(Dataset content)

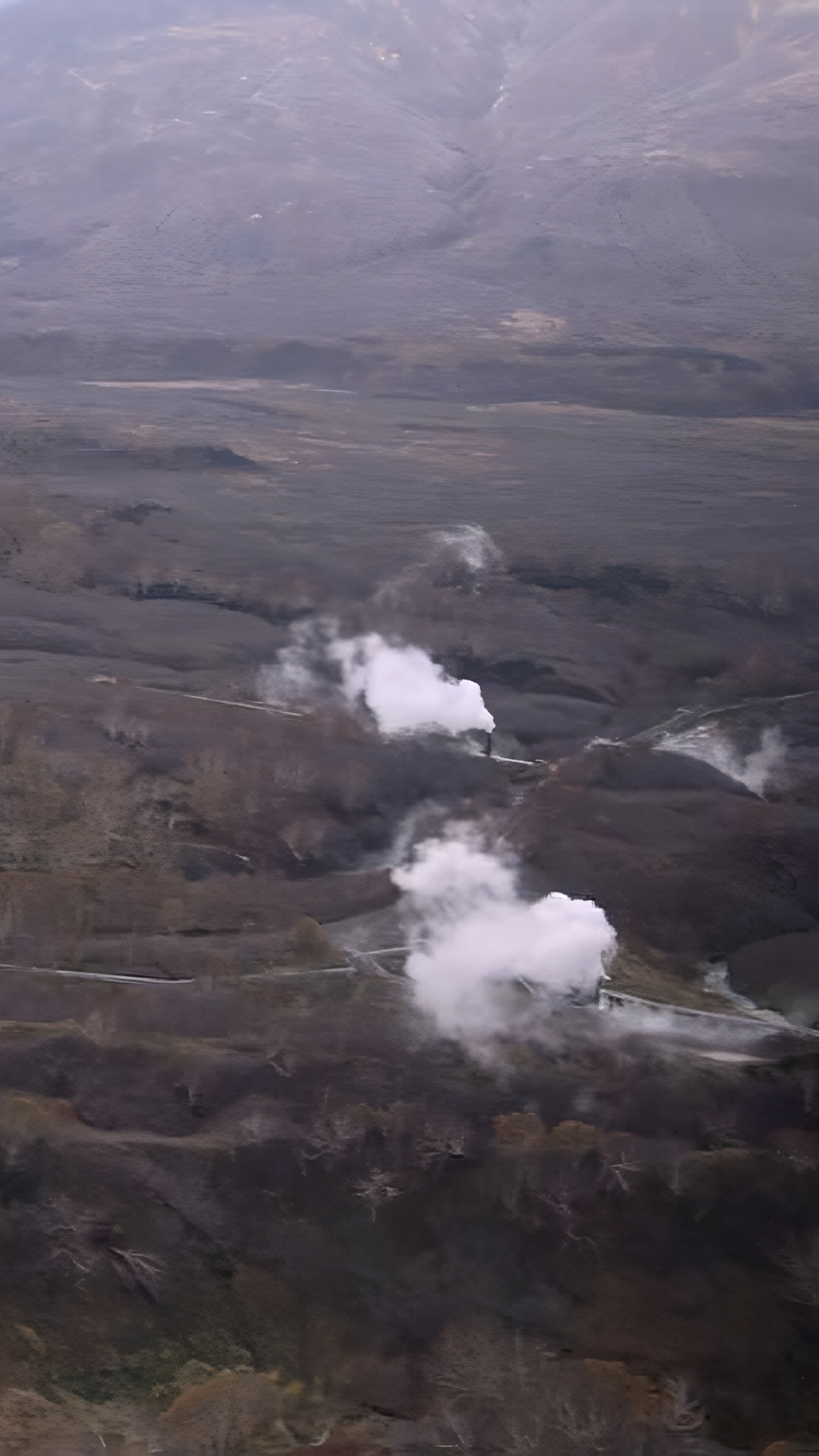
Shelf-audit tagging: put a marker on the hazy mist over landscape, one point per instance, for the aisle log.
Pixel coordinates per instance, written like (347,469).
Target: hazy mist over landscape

(End Dataset content)
(Dataset content)

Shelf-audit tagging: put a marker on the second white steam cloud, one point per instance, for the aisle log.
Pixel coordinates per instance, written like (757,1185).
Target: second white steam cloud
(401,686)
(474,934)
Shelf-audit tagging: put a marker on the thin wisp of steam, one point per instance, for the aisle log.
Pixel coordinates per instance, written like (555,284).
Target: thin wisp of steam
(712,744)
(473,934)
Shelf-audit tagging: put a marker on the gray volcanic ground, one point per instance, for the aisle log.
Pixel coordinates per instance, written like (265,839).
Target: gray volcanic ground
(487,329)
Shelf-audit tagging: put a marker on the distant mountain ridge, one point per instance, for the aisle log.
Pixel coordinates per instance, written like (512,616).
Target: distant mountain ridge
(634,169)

(End Dataset content)

*What you have to do*: In the material above, find the lines that contain "hazy" and show them.

*Exercise answer*:
Shelf-audit tagging: put a marker on the hazy mist over landscape, one point per instance, for the aisle log.
Target: hazy mist over landscape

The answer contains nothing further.